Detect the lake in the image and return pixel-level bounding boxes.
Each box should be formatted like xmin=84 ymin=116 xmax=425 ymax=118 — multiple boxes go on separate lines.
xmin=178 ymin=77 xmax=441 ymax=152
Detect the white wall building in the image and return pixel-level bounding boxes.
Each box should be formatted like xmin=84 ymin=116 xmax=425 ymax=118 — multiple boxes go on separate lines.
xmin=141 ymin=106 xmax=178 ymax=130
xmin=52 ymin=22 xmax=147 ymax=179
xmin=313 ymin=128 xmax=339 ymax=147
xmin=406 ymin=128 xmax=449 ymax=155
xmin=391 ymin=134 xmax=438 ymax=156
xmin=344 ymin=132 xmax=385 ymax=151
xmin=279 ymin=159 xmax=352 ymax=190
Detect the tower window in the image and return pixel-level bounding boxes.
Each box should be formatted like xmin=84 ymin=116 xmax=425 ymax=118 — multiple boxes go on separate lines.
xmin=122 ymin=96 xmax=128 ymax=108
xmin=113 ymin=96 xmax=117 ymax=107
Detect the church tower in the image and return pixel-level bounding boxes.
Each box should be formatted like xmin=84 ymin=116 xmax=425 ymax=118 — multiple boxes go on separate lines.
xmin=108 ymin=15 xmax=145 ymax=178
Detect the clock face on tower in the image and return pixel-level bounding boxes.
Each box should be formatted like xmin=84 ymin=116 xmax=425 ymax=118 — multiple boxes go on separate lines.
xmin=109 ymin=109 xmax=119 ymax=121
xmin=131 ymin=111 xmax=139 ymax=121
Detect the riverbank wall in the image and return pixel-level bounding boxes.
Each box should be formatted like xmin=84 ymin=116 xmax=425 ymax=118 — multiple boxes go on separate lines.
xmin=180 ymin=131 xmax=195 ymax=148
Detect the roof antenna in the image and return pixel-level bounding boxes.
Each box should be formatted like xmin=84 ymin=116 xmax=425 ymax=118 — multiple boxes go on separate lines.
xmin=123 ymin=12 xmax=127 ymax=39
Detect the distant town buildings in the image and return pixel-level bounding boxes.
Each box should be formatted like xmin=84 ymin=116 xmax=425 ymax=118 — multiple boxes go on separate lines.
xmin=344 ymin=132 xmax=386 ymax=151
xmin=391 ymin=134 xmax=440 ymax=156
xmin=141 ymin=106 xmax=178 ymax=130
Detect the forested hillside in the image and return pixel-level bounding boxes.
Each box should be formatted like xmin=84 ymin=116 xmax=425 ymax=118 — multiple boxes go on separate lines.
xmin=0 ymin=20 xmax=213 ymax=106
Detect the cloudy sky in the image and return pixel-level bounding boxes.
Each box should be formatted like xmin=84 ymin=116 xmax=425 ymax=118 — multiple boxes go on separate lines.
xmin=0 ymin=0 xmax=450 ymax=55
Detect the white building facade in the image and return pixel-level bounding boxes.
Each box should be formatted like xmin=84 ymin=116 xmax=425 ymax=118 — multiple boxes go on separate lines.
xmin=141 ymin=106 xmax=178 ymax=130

::::

• **EXERCISE OBJECTIVE**: Copy out word for word every line from the one with "Detect the white wall" up to and including the one with "xmin=113 ymin=96 xmax=117 ymax=107".

• **EXERCISE ANSWER**:
Detect the white wall building in the image and return pixel-level bounding boxes.
Each box should be formatted like xmin=84 ymin=116 xmax=425 ymax=118 — multiple boxes go on separate lines.
xmin=141 ymin=106 xmax=178 ymax=130
xmin=52 ymin=22 xmax=147 ymax=179
xmin=313 ymin=128 xmax=339 ymax=147
xmin=406 ymin=128 xmax=449 ymax=155
xmin=391 ymin=134 xmax=438 ymax=156
xmin=344 ymin=132 xmax=385 ymax=151
xmin=279 ymin=159 xmax=352 ymax=190
Detect the tower window in the image and return pixel-level bounding boxes.
Each box should be formatted like xmin=84 ymin=116 xmax=425 ymax=118 — multiple boxes go on separate lines.
xmin=122 ymin=96 xmax=128 ymax=108
xmin=113 ymin=96 xmax=117 ymax=107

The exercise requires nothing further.